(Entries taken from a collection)
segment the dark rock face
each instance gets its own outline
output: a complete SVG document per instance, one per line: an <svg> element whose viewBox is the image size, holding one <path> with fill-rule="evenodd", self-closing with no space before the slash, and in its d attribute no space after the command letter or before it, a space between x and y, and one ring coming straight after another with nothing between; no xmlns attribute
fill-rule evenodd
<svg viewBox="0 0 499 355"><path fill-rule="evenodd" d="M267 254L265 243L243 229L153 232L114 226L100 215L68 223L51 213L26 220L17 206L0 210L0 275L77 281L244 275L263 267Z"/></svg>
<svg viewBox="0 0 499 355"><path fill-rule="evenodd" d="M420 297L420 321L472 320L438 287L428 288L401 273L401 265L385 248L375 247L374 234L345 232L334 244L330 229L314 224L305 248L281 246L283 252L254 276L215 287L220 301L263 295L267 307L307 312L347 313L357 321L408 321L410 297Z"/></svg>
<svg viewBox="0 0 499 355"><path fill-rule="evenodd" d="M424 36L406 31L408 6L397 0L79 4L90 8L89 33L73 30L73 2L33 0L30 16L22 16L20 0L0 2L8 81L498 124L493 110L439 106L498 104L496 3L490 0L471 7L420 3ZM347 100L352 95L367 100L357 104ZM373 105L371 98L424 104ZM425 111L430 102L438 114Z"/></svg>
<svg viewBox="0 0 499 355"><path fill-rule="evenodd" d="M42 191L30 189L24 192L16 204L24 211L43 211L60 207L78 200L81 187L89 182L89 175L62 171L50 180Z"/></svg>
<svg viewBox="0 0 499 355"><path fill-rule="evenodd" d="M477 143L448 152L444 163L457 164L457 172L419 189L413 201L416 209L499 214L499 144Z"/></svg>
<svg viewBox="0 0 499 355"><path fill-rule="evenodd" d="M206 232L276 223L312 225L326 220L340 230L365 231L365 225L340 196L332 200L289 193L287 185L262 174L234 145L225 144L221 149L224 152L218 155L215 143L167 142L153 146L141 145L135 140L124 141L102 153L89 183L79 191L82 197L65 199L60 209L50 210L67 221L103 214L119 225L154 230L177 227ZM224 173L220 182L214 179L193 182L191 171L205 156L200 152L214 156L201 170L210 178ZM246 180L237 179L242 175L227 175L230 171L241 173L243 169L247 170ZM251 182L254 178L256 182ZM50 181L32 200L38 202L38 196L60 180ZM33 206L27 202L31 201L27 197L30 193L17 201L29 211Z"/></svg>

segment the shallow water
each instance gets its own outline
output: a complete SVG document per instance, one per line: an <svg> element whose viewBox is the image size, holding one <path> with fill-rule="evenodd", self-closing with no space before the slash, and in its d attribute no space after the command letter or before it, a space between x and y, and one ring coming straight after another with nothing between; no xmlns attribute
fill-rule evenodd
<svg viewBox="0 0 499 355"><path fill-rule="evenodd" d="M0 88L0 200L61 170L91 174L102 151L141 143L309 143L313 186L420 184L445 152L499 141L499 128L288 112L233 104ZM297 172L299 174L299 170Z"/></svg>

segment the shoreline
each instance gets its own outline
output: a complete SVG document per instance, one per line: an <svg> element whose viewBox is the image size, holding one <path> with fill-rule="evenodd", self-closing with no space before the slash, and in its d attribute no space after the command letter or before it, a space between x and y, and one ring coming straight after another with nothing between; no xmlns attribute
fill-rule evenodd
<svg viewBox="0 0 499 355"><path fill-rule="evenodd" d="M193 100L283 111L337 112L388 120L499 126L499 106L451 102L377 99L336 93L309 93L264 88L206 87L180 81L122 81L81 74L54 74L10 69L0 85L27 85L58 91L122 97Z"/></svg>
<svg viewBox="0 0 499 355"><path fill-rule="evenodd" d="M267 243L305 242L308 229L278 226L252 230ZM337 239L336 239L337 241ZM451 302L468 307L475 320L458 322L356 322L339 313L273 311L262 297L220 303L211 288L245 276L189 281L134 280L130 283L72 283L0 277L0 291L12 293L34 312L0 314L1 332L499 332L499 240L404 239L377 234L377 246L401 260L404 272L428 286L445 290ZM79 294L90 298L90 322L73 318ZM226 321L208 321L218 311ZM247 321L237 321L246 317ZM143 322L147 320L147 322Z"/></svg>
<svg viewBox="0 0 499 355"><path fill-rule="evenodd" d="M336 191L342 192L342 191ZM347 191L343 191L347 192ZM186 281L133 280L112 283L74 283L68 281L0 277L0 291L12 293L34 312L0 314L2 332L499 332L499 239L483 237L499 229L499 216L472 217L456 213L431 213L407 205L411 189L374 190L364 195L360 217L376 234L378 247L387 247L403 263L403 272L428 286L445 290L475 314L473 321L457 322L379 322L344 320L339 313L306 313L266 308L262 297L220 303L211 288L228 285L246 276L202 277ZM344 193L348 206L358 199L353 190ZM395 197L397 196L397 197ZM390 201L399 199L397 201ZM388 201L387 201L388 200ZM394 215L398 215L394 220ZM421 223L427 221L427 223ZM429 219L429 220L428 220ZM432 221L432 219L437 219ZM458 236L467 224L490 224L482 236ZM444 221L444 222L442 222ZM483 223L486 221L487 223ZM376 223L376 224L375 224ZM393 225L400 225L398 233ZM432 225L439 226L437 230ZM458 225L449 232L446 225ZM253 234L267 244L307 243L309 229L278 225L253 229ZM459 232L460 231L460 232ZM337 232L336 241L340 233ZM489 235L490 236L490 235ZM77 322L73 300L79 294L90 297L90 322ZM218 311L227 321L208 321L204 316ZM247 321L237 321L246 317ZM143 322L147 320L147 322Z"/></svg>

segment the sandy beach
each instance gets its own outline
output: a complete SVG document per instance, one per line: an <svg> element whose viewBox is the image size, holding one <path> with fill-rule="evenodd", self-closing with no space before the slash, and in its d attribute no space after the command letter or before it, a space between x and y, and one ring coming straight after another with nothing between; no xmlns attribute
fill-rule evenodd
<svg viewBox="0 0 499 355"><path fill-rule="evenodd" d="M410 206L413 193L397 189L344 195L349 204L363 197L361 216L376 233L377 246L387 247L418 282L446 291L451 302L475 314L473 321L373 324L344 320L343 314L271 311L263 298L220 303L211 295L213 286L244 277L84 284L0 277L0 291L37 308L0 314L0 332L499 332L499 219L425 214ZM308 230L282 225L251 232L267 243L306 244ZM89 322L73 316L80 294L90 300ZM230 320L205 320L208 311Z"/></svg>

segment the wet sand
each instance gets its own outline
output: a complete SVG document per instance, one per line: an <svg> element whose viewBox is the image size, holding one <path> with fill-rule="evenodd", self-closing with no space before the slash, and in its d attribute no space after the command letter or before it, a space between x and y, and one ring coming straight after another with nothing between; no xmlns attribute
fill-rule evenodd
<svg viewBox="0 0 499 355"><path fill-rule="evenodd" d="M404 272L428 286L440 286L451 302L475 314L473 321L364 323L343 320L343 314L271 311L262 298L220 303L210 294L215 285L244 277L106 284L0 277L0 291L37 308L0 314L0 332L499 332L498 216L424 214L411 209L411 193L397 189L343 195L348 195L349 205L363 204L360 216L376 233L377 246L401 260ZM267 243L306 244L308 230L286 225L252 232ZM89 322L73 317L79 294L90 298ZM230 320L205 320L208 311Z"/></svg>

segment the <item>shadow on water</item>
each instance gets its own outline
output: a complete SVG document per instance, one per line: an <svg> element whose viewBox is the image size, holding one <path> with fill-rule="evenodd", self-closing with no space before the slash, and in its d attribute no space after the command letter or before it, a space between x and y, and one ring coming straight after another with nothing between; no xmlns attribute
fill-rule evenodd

### Work to complete:
Render every line of the listing above as a numbered list, skipping any blank lines.

### Answer to the exercise:
1. segment the dark rock face
2. each instance gets its own outline
3. output: a complete SVG document per instance, one per line: an <svg> element whose viewBox is the image size, holding one <path> with fill-rule="evenodd", self-closing with no space before the slash, and in its d attribute no space after the command letter or before it, a space between x and y, and one ring coming straight after another with nothing between; no xmlns attribute
4. fill-rule evenodd
5. <svg viewBox="0 0 499 355"><path fill-rule="evenodd" d="M267 254L265 243L243 229L153 232L114 226L100 215L68 223L51 213L26 220L17 206L0 210L0 275L77 281L244 275L263 267Z"/></svg>
6. <svg viewBox="0 0 499 355"><path fill-rule="evenodd" d="M420 297L420 321L472 320L438 287L428 288L401 273L401 265L385 248L375 247L374 234L345 232L334 244L330 229L314 224L305 248L281 246L283 252L254 276L215 287L220 301L263 295L267 307L307 312L347 313L357 321L408 321L410 297Z"/></svg>
7. <svg viewBox="0 0 499 355"><path fill-rule="evenodd" d="M424 36L406 31L408 6L397 0L79 4L90 8L89 33L73 30L73 2L33 0L30 16L22 16L20 0L0 2L8 81L498 124L493 110L439 106L498 104L496 3L490 0L471 7L420 3ZM347 100L352 95L367 100L357 104ZM373 105L371 98L424 104ZM425 111L430 102L438 114Z"/></svg>
8. <svg viewBox="0 0 499 355"><path fill-rule="evenodd" d="M42 191L30 189L24 192L16 204L24 211L43 211L60 207L78 200L81 187L89 182L89 175L62 171L50 180Z"/></svg>
9. <svg viewBox="0 0 499 355"><path fill-rule="evenodd" d="M477 143L448 152L444 163L457 164L457 172L419 189L413 201L416 209L499 214L499 144Z"/></svg>
10. <svg viewBox="0 0 499 355"><path fill-rule="evenodd" d="M206 232L276 223L312 225L326 220L340 230L365 231L365 225L340 196L332 200L289 193L287 185L262 174L234 145L225 144L221 149L224 152L218 155L215 143L167 142L153 146L141 145L135 140L124 141L102 153L89 183L79 191L82 197L65 199L60 209L50 210L67 221L103 214L119 225L154 230L177 227ZM224 173L220 182L214 179L193 182L191 171L205 156L200 152L214 156L201 170L210 178ZM246 180L237 179L242 175L227 175L230 171L241 173L243 169L247 170ZM251 182L254 178L256 182ZM50 181L32 200L38 202L38 196L60 180ZM33 206L27 202L31 201L27 197L30 193L17 201L29 211Z"/></svg>
11. segment the shallow water
12. each instance gets its own outline
13. output: a complete SVG document per instance, one per line: an <svg> element whose viewBox is the image size, holding one <path> with fill-rule="evenodd", self-closing with no space before the slash, and in its d attribute no space after the command letter or before it, a space between x and y, and one ring coming straight after another with nothing between; no xmlns attribute
14. fill-rule evenodd
15. <svg viewBox="0 0 499 355"><path fill-rule="evenodd" d="M0 88L0 200L61 170L91 174L102 151L141 143L309 143L313 186L420 184L445 152L499 141L499 128L288 112L233 104ZM297 172L299 174L299 170Z"/></svg>
16. segment the shoreline
17. each instance gets its own outline
18. output: a complete SVG document per instance, one per line: an <svg> element whose viewBox is the image size, holding one <path> with fill-rule="evenodd", self-closing with no space before the slash, and in its d attribute no space after the command letter or before it, a space between x and y, and one ring coming straight after another with nothing between; no xmlns attribute
19. fill-rule evenodd
20. <svg viewBox="0 0 499 355"><path fill-rule="evenodd" d="M193 100L283 111L337 112L388 120L499 126L499 106L451 102L377 99L336 93L309 93L264 88L206 87L180 81L122 81L81 74L54 74L10 69L0 85L27 85L58 91L122 97Z"/></svg>
21. <svg viewBox="0 0 499 355"><path fill-rule="evenodd" d="M267 243L305 242L308 229L278 226L252 230ZM337 239L336 239L337 241ZM451 302L468 307L475 320L458 322L356 322L339 313L273 311L262 297L220 303L211 288L245 276L189 281L134 280L130 283L72 283L0 277L0 291L12 293L34 312L0 314L1 332L499 332L499 240L404 239L377 234L377 246L401 260L404 272L428 286L445 290ZM79 294L90 298L90 322L73 318ZM226 321L208 321L218 311ZM247 321L237 321L246 317ZM143 322L147 320L147 322Z"/></svg>
22. <svg viewBox="0 0 499 355"><path fill-rule="evenodd" d="M336 191L342 192L342 191ZM347 191L343 191L347 192ZM186 281L133 280L112 283L74 283L68 281L0 277L0 291L12 293L34 312L0 314L2 332L499 332L499 239L483 237L499 229L499 216L472 217L456 213L431 213L407 205L411 189L374 190L364 195L360 217L376 234L378 247L387 247L403 263L403 272L428 286L445 290L475 314L473 321L457 322L379 322L344 320L339 313L306 313L266 308L262 297L220 303L211 288L228 285L246 276L202 277ZM344 193L348 206L358 199L353 190ZM395 197L397 196L397 197ZM390 201L399 199L397 201ZM388 201L387 201L388 200ZM394 215L398 215L394 220ZM421 223L427 221L427 223ZM429 219L429 220L428 220ZM432 221L432 219L437 219ZM458 236L467 224L490 224L482 236ZM444 221L444 222L442 222ZM483 223L486 221L487 223ZM376 223L376 224L375 224ZM393 225L400 225L398 233ZM432 225L439 226L437 230ZM458 225L449 232L446 225ZM253 234L267 244L307 243L309 229L278 225L253 229ZM459 232L460 231L460 232ZM337 232L336 241L340 233ZM489 235L490 236L490 235ZM77 322L73 300L79 294L90 297L90 322ZM218 311L227 321L208 321L204 316ZM247 321L237 321L246 317ZM143 322L147 320L147 322Z"/></svg>
23. segment the sandy beach
24. each instance gets its own outline
25. output: a complete SVG document per instance, one per line: an <svg> element whose viewBox is the image size, holding one <path> with fill-rule="evenodd", self-closing with no space before the slash, and in its d attribute no space after the command letter or before it, a space between x and y, and one ring coming straight after another with nothing between; no xmlns attribute
26. fill-rule evenodd
27. <svg viewBox="0 0 499 355"><path fill-rule="evenodd" d="M410 206L413 193L397 189L344 195L349 204L363 197L361 216L376 233L377 246L387 247L418 282L446 291L451 302L475 314L473 321L373 324L344 320L343 314L271 311L263 298L220 303L211 295L213 286L244 277L84 284L0 277L0 291L37 308L0 314L0 332L499 332L499 219L425 214ZM308 230L282 225L251 232L267 243L306 244ZM89 322L73 316L80 294L90 300ZM230 320L205 320L208 311Z"/></svg>
28. segment the wet sand
29. each instance gets its own outline
30. output: a complete SVG document per instance, one per line: an <svg> element whose viewBox is the image size, holding one <path> with fill-rule="evenodd", self-closing with no space before the slash, and in its d attribute no space after the command letter or before it, a space between x and y, and one ring coming straight after another with nothing between; no xmlns attribute
31. fill-rule evenodd
32. <svg viewBox="0 0 499 355"><path fill-rule="evenodd" d="M404 272L428 286L440 286L451 302L475 314L473 321L364 323L343 320L343 314L271 311L262 298L220 303L210 294L215 285L244 277L106 284L0 277L0 291L37 308L0 314L0 332L499 332L498 216L424 214L411 209L411 193L397 189L343 195L348 195L349 205L363 204L360 216L376 233L377 246L401 260ZM267 243L306 244L308 230L286 225L252 232ZM89 322L73 317L79 294L90 298ZM230 320L205 320L208 311Z"/></svg>
33. segment the <item>shadow on water</item>
34. each instance gets its own outline
35. output: a complete SVG document per instance, one per line: an <svg> element whose viewBox is the image size, holding one <path> with fill-rule="evenodd", self-closing with no space before the slash, and in its d attribute no space after the command letter or before it, a space between x and y, and one ring coming straight after another with nothing between; no xmlns attribute
36. fill-rule evenodd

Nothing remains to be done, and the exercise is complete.